| RECORDED DATA |

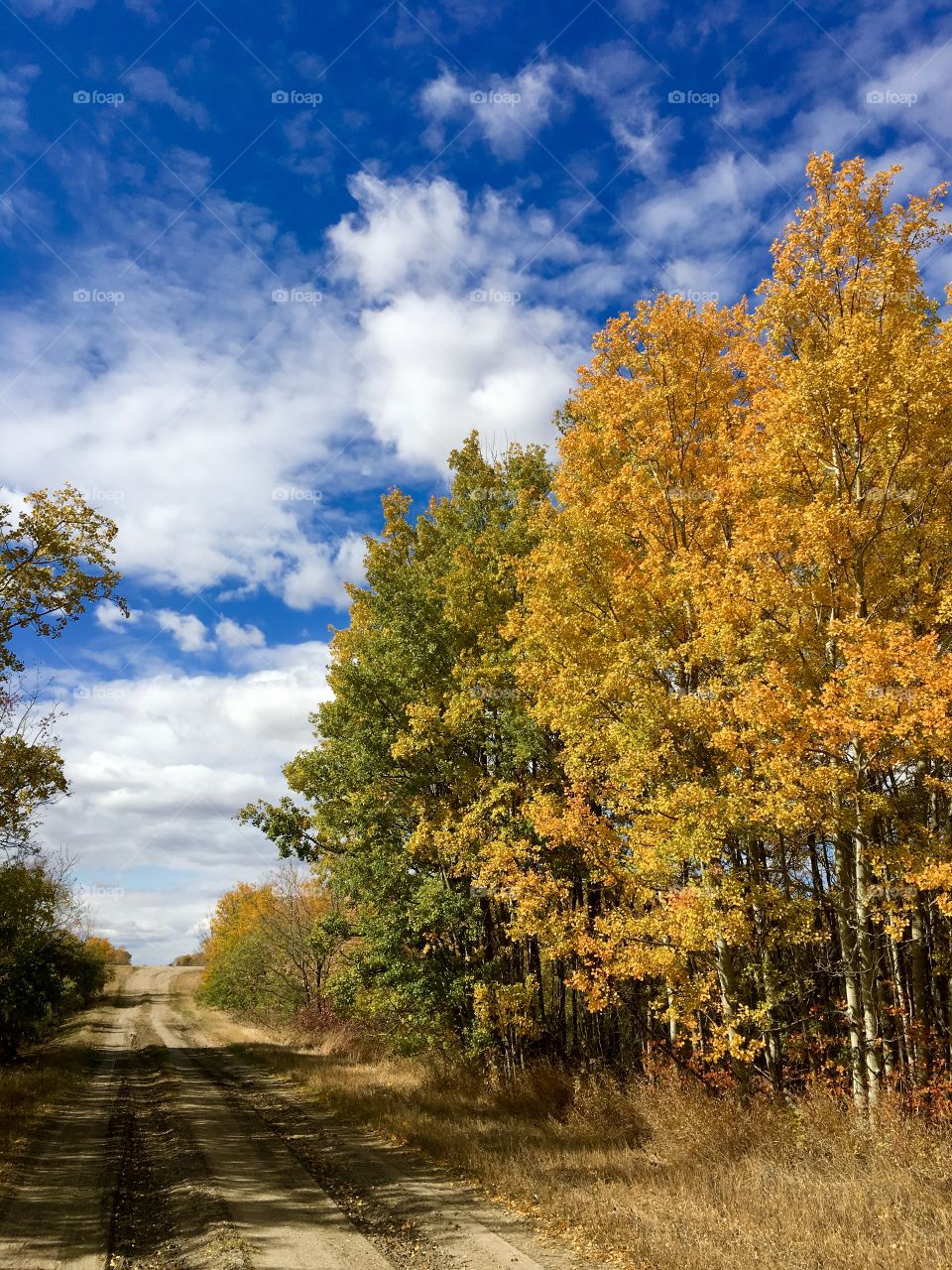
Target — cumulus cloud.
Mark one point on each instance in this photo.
(158, 766)
(113, 619)
(460, 331)
(150, 84)
(508, 113)
(188, 631)
(232, 634)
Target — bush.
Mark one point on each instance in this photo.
(46, 968)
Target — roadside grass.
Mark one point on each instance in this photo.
(45, 1078)
(657, 1175)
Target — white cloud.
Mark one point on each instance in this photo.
(234, 635)
(113, 619)
(489, 366)
(149, 84)
(188, 631)
(158, 767)
(508, 113)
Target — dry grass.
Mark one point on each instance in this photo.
(656, 1175)
(45, 1076)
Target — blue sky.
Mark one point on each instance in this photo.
(261, 263)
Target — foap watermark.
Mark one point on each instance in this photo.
(102, 495)
(698, 298)
(490, 96)
(95, 890)
(888, 96)
(293, 494)
(295, 96)
(94, 96)
(489, 296)
(94, 296)
(99, 693)
(296, 296)
(689, 96)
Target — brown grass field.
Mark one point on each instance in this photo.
(660, 1175)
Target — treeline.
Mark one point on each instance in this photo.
(649, 756)
(56, 559)
(49, 968)
(270, 948)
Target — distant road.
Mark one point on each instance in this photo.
(178, 1155)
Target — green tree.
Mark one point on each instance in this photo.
(424, 757)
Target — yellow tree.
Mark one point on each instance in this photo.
(738, 622)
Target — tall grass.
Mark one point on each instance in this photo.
(661, 1174)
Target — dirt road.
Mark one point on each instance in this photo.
(179, 1156)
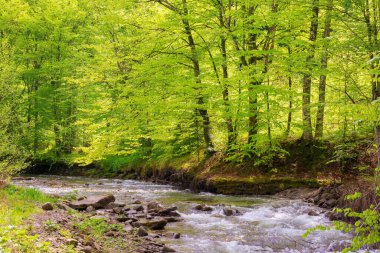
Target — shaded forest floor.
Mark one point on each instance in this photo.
(299, 164)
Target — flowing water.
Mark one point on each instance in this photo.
(267, 224)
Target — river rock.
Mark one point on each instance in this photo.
(230, 212)
(122, 219)
(138, 208)
(72, 242)
(128, 228)
(113, 205)
(63, 206)
(154, 206)
(312, 213)
(47, 207)
(95, 201)
(171, 211)
(118, 210)
(142, 232)
(87, 249)
(172, 219)
(157, 224)
(203, 207)
(166, 249)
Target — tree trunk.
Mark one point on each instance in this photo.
(306, 112)
(290, 86)
(252, 95)
(197, 72)
(231, 136)
(322, 79)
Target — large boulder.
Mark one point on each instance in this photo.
(47, 207)
(156, 224)
(95, 201)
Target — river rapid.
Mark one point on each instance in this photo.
(266, 224)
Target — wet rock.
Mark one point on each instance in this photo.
(130, 212)
(203, 207)
(172, 219)
(72, 242)
(63, 206)
(95, 201)
(47, 207)
(142, 232)
(312, 213)
(117, 210)
(159, 224)
(23, 178)
(338, 246)
(230, 212)
(152, 224)
(128, 228)
(153, 206)
(171, 211)
(113, 205)
(111, 234)
(166, 249)
(138, 208)
(122, 219)
(87, 249)
(331, 202)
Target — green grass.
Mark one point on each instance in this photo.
(16, 205)
(97, 226)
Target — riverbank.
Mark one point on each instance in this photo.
(35, 222)
(255, 223)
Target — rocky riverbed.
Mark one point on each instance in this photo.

| AIM |
The required output is the exact sequence of lines from the one containing "Target — tree trunk." through the end of the listing, both endpoints included.

| SOLUTION FOR THIS PROBLEM |
Target — tree trunk.
Mark one point on each instance in this photo.
(306, 112)
(290, 86)
(252, 95)
(197, 72)
(231, 136)
(322, 79)
Target — large boulder.
Mark one point on each instance in this photo.
(47, 207)
(156, 224)
(95, 201)
Target — river rapid.
Mark one point on each instance in this photo.
(266, 224)
Target — wet rock.
Mark one point on each instance in this photo.
(130, 212)
(203, 207)
(172, 219)
(72, 242)
(63, 206)
(95, 201)
(47, 207)
(142, 232)
(312, 213)
(117, 210)
(159, 224)
(23, 178)
(338, 246)
(230, 212)
(152, 224)
(128, 228)
(153, 206)
(171, 211)
(113, 205)
(111, 234)
(166, 249)
(138, 208)
(122, 219)
(87, 249)
(331, 202)
Target — green grass.
Mark one point on each instance in this photo.
(16, 205)
(97, 226)
Target — riverbank.
Mark one point on each instance in this photo.
(35, 222)
(255, 223)
Target — rocky riverbed.
Mark one point on each instance in this photo.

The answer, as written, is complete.